**Work to complete**
Collect every line of the rows below that contains the word "point", treating uppercase and lowercase as different.

**Dataset content**
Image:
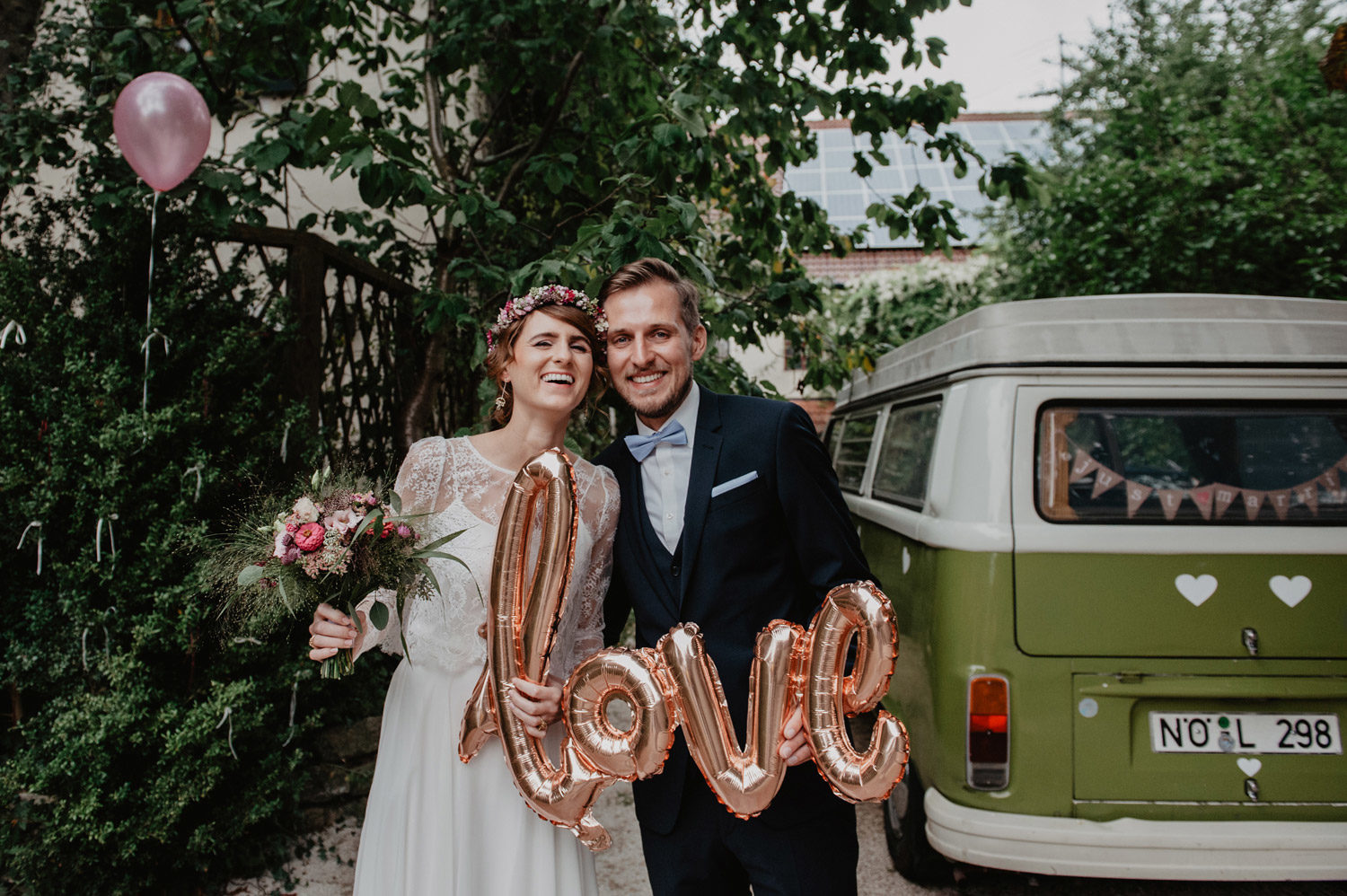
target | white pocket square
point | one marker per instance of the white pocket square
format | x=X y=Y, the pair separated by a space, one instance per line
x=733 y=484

* * *

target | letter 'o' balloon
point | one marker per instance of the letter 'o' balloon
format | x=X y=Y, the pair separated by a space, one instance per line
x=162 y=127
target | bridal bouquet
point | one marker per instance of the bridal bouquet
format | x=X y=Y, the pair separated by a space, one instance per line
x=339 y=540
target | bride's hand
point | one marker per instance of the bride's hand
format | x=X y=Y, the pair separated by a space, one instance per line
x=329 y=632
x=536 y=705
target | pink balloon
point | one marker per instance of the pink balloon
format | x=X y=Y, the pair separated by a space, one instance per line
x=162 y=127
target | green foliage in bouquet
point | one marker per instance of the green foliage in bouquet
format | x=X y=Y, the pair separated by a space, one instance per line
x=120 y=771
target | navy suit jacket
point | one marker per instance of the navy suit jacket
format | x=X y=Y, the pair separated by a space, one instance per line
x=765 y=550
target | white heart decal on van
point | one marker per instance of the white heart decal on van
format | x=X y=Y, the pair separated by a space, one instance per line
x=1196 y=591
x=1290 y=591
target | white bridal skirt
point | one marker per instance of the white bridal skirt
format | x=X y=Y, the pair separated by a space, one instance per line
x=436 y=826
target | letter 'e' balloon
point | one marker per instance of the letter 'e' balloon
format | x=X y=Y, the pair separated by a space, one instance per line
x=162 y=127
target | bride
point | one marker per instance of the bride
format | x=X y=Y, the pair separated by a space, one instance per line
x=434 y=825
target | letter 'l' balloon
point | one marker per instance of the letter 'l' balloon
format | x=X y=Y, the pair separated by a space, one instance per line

**Problem solution**
point | one marker per instance of the white pocket square
point | one marker per instance of the letter 'o' balloon
point | one marker per instance of the bridal bouquet
point | one marker per instance of the bride's hand
point | one marker per instance of the pink balloon
point | one marker per instance of the green foliage in bouquet
point | one marker per instance of the navy suit jacket
point | one marker per instance of the white heart decal on van
point | one marker per instance of the white bridal skirt
point | one marker per instance of the letter 'e' balloon
point | one marker per instance of the bride
point | one marker per instance of the letter 'l' balloon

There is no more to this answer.